Copy out the material below, replacing each "region" with "area" and keeping everything else the same.

• • • • •

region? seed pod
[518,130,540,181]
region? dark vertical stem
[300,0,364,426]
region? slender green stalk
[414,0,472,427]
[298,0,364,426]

• • • • •

## Task answer
area? seed pod
[518,130,540,181]
area? dark vertical stem
[300,0,364,426]
area? slender green stalk
[414,0,472,427]
[298,0,364,426]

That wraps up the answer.